France is set to become the first Western country to establish a joint intergovernmental infrastructure cooperation mechanism with China. 

Paris has announced it is set to join Beijing in building seven infrastructure projects around the world. The combined value of these projects is estimated to be over $1.7 billion USD. The deal comes following an online meeting between Presidents Emmanuel Macron and Xi Jinping, held on February 16, 2022 as part of the two countries’ Third-Party Market Cooperation agreement.

As per a statement from China’s National Development and Reform Commission (NDRC), the seven projects are likely to be situated in Africa, Southeast Asia, and Central and Eastern Europe, covering infrastructure, energy, and environmental protection. France and China would jointly finance these schemes. 

The NDRC has acknowledged that France is the first country to establish this kind of intergovernmental exchange with China.

In the past three decades, China has become the world’s largest infrastructure market, owing primarily to its economic reforms and burgeoning urbanization effort. However, there are many critical indicators that have permanently blemished China’s reputation in infrastructure planning and construction. 

Problems in China-led projects begin with single-source financing that underpins government-led infrastructure development that is not sustainable. There are also issues with the quality of the urban infrastructure projects being short-lived and of very poor construction. 

Infrastructure companies are facing overcapacity challenges. Much of the infrastructure built lacks quality and reliability.

=-=-=

> _AIM_
Please reproduce the part of the France–China infrastructure passage that begins with the words containing "France is set" and ends with "finance these schemes.".

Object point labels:
=-=-=

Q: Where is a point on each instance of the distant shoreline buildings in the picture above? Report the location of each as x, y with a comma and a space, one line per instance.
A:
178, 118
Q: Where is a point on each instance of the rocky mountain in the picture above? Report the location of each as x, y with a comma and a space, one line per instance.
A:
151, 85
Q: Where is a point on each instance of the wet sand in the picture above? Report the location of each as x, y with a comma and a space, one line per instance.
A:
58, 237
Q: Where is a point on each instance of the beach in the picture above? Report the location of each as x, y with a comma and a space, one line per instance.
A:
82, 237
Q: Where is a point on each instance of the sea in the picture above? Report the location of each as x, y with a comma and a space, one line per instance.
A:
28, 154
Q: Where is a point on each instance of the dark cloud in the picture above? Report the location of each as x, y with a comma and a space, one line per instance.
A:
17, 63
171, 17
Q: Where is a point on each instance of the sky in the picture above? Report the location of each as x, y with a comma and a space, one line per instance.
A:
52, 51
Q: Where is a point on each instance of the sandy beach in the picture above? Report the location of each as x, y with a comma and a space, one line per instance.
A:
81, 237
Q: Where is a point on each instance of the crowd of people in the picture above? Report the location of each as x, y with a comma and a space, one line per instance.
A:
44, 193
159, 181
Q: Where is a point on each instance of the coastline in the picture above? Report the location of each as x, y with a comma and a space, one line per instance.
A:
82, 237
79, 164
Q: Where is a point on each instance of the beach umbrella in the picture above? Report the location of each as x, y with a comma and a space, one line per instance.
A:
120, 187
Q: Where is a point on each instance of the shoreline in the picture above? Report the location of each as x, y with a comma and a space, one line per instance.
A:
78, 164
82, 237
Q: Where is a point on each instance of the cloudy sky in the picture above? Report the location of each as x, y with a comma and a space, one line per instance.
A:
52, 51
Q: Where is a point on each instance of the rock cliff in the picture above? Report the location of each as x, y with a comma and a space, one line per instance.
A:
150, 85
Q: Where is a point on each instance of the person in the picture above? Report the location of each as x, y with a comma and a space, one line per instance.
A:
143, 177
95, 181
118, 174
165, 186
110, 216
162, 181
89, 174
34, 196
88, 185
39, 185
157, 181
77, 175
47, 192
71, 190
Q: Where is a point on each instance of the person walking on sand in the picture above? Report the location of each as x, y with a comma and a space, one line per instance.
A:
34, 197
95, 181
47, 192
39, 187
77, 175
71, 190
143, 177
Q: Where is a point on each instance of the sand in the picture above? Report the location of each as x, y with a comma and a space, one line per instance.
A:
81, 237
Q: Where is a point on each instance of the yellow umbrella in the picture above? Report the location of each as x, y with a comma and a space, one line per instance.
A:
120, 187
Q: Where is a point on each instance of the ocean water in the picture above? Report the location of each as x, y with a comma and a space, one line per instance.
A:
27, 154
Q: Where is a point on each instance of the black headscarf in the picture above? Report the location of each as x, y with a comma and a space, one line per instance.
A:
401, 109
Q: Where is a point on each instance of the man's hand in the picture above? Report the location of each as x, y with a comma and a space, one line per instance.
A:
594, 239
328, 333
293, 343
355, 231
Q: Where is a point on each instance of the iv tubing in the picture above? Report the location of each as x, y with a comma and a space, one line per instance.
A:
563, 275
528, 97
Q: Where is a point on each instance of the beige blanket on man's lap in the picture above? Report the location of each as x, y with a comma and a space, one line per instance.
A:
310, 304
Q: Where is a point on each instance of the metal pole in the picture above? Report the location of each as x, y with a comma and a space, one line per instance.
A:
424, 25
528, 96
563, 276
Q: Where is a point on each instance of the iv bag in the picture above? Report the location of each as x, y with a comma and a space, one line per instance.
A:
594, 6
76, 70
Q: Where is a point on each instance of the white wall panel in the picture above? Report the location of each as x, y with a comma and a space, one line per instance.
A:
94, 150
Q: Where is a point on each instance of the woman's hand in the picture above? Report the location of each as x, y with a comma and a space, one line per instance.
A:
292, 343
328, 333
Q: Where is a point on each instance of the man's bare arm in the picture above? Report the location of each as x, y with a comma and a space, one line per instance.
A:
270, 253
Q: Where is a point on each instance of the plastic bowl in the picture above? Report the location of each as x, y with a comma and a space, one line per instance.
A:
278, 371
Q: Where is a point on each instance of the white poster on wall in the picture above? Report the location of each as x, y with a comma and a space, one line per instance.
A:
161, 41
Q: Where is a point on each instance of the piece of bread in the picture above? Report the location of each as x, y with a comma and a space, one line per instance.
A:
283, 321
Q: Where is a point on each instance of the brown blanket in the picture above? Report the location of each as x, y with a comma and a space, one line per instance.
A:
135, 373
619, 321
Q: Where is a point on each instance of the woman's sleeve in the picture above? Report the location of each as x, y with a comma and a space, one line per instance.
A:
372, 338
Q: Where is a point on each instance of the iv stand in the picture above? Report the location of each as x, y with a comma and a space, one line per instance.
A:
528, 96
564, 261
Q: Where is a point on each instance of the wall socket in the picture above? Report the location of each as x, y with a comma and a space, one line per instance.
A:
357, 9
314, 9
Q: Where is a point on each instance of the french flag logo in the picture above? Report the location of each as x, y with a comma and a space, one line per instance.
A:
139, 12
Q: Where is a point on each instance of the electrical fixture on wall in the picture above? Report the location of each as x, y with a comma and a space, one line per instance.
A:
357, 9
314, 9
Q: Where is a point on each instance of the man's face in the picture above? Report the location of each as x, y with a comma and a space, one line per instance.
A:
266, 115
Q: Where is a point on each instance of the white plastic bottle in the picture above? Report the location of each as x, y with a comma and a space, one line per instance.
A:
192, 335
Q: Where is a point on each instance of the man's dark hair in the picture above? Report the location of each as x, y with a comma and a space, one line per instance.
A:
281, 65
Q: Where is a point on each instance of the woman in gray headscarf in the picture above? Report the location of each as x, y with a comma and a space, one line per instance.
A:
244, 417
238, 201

=-=-=

> _EXERCISE SOLUTION_
France is set to become the first Western country to establish a joint intergovernmental infrastructure cooperation mechanism with China. 

Paris has announced it is set to join Beijing in building seven infrastructure projects around the world. The combined value of these projects is estimated to be over $1.7 billion USD. The deal comes following an online meeting between Presidents Emmanuel Macron and Xi Jinping, held on February 16, 2022 as part of the two countries’ Third-Party Market Cooperation agreement.

As per a statement from China’s National Development and Reform Commission (NDRC), the seven projects are likely to be situated in Africa, Southeast Asia, and Central and Eastern Europe, covering infrastructure, energy, and environmental protection. France and China would jointly finance these schemes.